Reproduce the lines below, substituting "annotator" for every occurrence of "segmenter" and leaving everything else unchanged.

•••

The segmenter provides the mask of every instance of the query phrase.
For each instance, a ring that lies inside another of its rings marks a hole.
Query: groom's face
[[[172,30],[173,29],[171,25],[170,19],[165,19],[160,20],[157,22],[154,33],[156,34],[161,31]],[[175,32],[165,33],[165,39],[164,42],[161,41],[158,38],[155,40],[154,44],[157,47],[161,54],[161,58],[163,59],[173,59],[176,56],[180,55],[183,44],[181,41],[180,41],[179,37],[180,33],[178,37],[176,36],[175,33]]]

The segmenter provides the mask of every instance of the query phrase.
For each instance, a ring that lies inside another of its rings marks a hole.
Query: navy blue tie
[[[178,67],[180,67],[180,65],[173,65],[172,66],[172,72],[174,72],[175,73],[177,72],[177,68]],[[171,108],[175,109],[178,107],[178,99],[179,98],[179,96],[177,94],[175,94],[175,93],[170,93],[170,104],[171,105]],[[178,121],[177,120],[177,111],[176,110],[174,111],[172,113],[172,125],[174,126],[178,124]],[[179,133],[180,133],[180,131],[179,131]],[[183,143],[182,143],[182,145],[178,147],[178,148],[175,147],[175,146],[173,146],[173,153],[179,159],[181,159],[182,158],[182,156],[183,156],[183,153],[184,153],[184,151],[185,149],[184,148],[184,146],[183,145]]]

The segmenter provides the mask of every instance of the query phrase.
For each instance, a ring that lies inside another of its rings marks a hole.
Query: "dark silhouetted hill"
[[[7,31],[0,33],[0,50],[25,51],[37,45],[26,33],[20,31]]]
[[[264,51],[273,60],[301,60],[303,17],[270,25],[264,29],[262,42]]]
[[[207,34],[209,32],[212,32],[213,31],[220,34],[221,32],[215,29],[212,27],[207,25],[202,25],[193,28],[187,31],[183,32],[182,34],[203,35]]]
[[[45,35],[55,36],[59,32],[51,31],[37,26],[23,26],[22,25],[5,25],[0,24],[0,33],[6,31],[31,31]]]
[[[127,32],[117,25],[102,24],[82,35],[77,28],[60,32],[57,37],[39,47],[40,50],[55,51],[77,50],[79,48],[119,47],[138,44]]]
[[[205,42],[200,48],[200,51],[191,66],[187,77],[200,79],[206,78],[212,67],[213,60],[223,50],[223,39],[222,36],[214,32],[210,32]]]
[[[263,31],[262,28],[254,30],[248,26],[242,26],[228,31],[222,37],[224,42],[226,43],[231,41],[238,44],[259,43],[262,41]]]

•••

TASK SOLUTION:
The annotator provides the mask of every instance of the query phrase.
For each instance, a ring that lies inside another of its rings marks a hole.
Query: groom's face
[[[172,30],[173,29],[171,25],[170,19],[165,19],[160,20],[157,22],[154,33],[156,34],[161,31]],[[175,32],[165,33],[165,39],[164,42],[161,41],[158,38],[155,40],[154,44],[157,47],[161,54],[161,58],[163,59],[173,59],[176,56],[180,55],[183,44],[181,41],[180,41],[179,37],[180,33],[178,37],[176,36],[175,33]]]

The annotator provides the mask of every instance of the query phrase.
For each instance, a ring that lies inside another of its rings marks a hole.
Query: navy blue tie
[[[178,67],[180,67],[180,65],[173,65],[172,66],[172,72],[174,72],[175,73],[177,72],[177,68]],[[171,108],[175,109],[178,107],[178,99],[179,98],[179,96],[177,94],[175,94],[175,93],[170,93],[170,104],[171,105]],[[178,121],[177,120],[177,111],[176,110],[174,111],[172,113],[172,125],[174,126],[178,124]],[[179,133],[180,133],[180,131],[179,131]],[[183,143],[182,143],[182,145],[178,147],[178,148],[175,147],[175,146],[173,146],[173,153],[179,159],[181,159],[182,158],[182,156],[183,156],[183,153],[184,153],[184,151],[185,149],[184,148],[184,146],[183,145]]]

The annotator provides the mask of every instance of the query phrase.
For each instance, a ring that lies inside another of its rings marks a hole.
Query: "dark silhouetted hill"
[[[7,31],[0,33],[0,50],[25,51],[37,45],[26,33],[20,31]]]
[[[264,51],[273,60],[301,60],[303,17],[270,25],[264,29],[262,42]]]
[[[207,34],[209,32],[212,32],[213,31],[220,34],[221,32],[215,29],[212,27],[207,25],[202,25],[193,28],[187,31],[183,32],[182,34],[203,35]]]
[[[45,35],[55,36],[59,32],[51,31],[37,26],[23,26],[22,25],[5,25],[0,24],[0,33],[6,31],[31,31]]]
[[[127,32],[117,25],[102,24],[82,35],[77,28],[60,32],[57,37],[39,47],[40,50],[55,51],[77,50],[79,48],[119,47],[138,44]]]
[[[205,42],[200,48],[200,51],[191,66],[187,77],[200,79],[206,78],[212,67],[213,60],[223,50],[223,39],[222,36],[214,32],[210,32]]]
[[[263,31],[262,28],[254,30],[248,26],[242,26],[228,31],[222,37],[224,42],[226,43],[231,41],[238,44],[259,43],[262,41]]]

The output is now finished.